*** Opening Available records ***

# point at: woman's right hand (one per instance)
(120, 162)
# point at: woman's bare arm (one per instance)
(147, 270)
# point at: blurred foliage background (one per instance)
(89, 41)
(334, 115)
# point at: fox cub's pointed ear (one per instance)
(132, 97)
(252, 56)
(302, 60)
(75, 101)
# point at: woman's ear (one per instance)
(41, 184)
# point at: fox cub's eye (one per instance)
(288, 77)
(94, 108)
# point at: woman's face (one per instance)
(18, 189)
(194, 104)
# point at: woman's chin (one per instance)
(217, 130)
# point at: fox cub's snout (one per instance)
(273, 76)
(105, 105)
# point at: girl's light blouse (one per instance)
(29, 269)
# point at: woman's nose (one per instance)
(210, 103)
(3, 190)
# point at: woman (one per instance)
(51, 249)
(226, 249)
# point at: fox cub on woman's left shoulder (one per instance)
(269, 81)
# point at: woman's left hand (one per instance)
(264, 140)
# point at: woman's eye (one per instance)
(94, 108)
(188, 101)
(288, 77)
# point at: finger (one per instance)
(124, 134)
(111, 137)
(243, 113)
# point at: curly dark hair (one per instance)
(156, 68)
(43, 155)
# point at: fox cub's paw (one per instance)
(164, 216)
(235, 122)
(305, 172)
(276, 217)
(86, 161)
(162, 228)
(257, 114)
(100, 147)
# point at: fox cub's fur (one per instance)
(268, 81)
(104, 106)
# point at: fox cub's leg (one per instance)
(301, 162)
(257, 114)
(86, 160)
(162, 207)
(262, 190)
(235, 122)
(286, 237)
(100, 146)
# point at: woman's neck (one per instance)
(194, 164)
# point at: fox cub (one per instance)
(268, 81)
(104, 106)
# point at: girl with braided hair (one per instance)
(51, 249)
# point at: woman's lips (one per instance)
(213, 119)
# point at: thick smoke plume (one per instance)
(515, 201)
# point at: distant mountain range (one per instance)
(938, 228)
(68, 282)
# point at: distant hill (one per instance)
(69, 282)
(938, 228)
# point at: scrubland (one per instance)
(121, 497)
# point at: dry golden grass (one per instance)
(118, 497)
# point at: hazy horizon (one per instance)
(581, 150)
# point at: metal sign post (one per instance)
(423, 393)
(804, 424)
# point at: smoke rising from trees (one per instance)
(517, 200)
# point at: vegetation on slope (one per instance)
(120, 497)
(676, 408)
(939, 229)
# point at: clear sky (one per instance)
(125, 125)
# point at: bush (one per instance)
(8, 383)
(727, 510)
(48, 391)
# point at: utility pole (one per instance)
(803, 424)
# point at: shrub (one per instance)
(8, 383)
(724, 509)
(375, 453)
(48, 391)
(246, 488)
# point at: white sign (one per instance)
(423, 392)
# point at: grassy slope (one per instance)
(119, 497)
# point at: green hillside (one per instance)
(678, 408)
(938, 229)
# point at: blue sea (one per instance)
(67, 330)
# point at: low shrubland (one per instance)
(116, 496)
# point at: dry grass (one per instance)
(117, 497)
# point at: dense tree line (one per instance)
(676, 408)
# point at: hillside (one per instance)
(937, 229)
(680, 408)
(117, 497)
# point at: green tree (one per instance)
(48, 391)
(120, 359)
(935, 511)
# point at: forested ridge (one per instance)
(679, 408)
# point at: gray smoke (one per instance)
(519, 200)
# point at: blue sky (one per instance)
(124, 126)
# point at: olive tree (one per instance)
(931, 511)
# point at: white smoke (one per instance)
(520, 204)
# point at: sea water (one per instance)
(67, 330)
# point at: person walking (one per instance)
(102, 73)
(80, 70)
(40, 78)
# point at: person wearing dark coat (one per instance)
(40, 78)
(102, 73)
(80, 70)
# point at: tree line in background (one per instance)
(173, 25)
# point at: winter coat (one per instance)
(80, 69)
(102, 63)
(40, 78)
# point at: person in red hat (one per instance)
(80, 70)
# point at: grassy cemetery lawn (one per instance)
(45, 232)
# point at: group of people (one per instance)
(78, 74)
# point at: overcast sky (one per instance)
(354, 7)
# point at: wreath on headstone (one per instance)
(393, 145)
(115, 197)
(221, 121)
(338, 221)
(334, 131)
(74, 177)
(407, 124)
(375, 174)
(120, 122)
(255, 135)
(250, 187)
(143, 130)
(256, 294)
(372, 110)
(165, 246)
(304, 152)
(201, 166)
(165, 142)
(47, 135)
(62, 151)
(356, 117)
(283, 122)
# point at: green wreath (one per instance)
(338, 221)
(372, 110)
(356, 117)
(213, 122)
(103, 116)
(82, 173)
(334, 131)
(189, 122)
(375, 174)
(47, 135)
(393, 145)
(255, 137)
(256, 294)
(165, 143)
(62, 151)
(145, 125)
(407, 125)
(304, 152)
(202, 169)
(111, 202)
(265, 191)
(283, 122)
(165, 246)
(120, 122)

*** Closing Available records ***

What the task asks
The response must contain every entry, each one identical to the original.

Exercise result
# point at: woman's right hand (one per instance)
(120, 162)
# point at: woman's bare arm (one per instance)
(147, 270)
# point at: blurred foliage background (one per instance)
(89, 41)
(334, 115)
# point at: fox cub's pointed ear (one per instance)
(132, 97)
(252, 56)
(302, 60)
(75, 101)
# point at: woman's ear (one per instance)
(41, 184)
# point at: fox cub's eye (one per instance)
(288, 77)
(94, 108)
# point at: woman's face (one per instance)
(18, 189)
(194, 104)
# point at: woman's chin (one per instance)
(217, 130)
# point at: fox cub's snout (one per instance)
(273, 76)
(105, 105)
# point at: girl's light blouse (one per instance)
(29, 269)
# point at: woman's nose (one per instance)
(210, 103)
(3, 190)
# point at: woman (one per instance)
(51, 249)
(226, 249)
# point at: fox cub on woman's left shoulder (one per instance)
(269, 81)
# point at: woman's left hand (one per instance)
(264, 140)
# point at: woman's eye (one per instance)
(94, 108)
(188, 101)
(288, 77)
# point at: finger (one per instance)
(124, 134)
(111, 137)
(243, 113)
# point at: curly dark hair (one per instance)
(156, 68)
(43, 155)
# point at: fox cub's paw (one per instance)
(164, 216)
(235, 122)
(305, 172)
(276, 217)
(86, 161)
(162, 228)
(257, 114)
(100, 147)
# point at: fox cub's fur (one per instance)
(268, 81)
(104, 106)
# point at: fox cub's leg (one per instance)
(301, 162)
(257, 114)
(86, 160)
(162, 207)
(262, 190)
(235, 122)
(286, 237)
(100, 146)
# point at: woman's neck (one per instance)
(194, 164)
# point at: fox cub (one per instance)
(268, 81)
(104, 106)
# point at: girl with braided hair (one per instance)
(51, 249)
# point at: woman's lips (one per instance)
(213, 119)
# point at: thick smoke plume (one per instance)
(515, 201)
# point at: distant mountain range (one per instance)
(938, 228)
(68, 282)
# point at: distant hill (one per instance)
(69, 282)
(938, 228)
# point at: scrubland (one per instance)
(121, 497)
# point at: dry golden grass (one per instance)
(118, 497)
# point at: hazy horizon (one per instance)
(581, 150)
# point at: metal sign post (one per instance)
(423, 393)
(804, 424)
# point at: smoke rising from trees (one per instance)
(517, 200)
# point at: vegetation on slope (one per instance)
(120, 497)
(676, 408)
(939, 229)
# point at: clear sky (one per instance)
(125, 125)
# point at: bush (one per instance)
(8, 383)
(727, 510)
(48, 391)
# point at: utility pole (one per instance)
(803, 424)
# point at: shrub (one per instance)
(8, 383)
(724, 509)
(375, 453)
(48, 391)
(246, 488)
# point at: white sign (one per instance)
(423, 392)
# point at: grassy slope (one per instance)
(119, 497)
# point at: green hillside (one per instance)
(678, 408)
(938, 229)
# point at: blue sea (one per instance)
(67, 330)
# point at: low shrubland (one per instance)
(116, 496)
# point at: dry grass (one per instance)
(117, 497)
# point at: dense tree line (one per instance)
(676, 408)
# point at: hillside (one per instance)
(937, 229)
(680, 408)
(117, 497)
# point at: green tree (one per instance)
(48, 391)
(120, 359)
(935, 511)
# point at: forested ridge (one per instance)
(679, 408)
# point at: gray smoke (one per instance)
(519, 200)
# point at: blue sky (one per instance)
(124, 126)
# point at: olive tree (one per instance)
(931, 511)
# point at: white smoke (one per instance)
(520, 204)
# point at: sea water (one per instance)
(67, 330)
# point at: person walking (one per instance)
(102, 73)
(80, 70)
(40, 78)
# point at: person wearing dark coat (one per instance)
(40, 78)
(102, 73)
(80, 70)
# point at: tree line in background (one per instance)
(173, 25)
# point at: winter coat (one per instance)
(80, 69)
(102, 63)
(40, 78)
# point at: person in red hat (one per instance)
(80, 70)
# point at: grassy cemetery lawn (one per instance)
(45, 232)
# point at: group of people (one per instance)
(78, 74)
# point at: overcast sky (one per instance)
(354, 7)
# point at: wreath on headstone (one per instance)
(393, 145)
(115, 197)
(221, 121)
(338, 221)
(334, 131)
(74, 177)
(407, 124)
(375, 174)
(120, 122)
(255, 135)
(250, 187)
(143, 130)
(256, 294)
(372, 110)
(165, 246)
(304, 152)
(201, 166)
(165, 142)
(47, 135)
(62, 151)
(356, 117)
(283, 122)
# point at: green wreath (one per instance)
(338, 221)
(372, 110)
(356, 117)
(213, 122)
(103, 116)
(82, 173)
(334, 131)
(189, 122)
(375, 174)
(47, 135)
(393, 145)
(255, 137)
(256, 294)
(165, 143)
(62, 151)
(145, 125)
(407, 125)
(304, 152)
(202, 169)
(111, 202)
(265, 191)
(283, 122)
(165, 246)
(120, 122)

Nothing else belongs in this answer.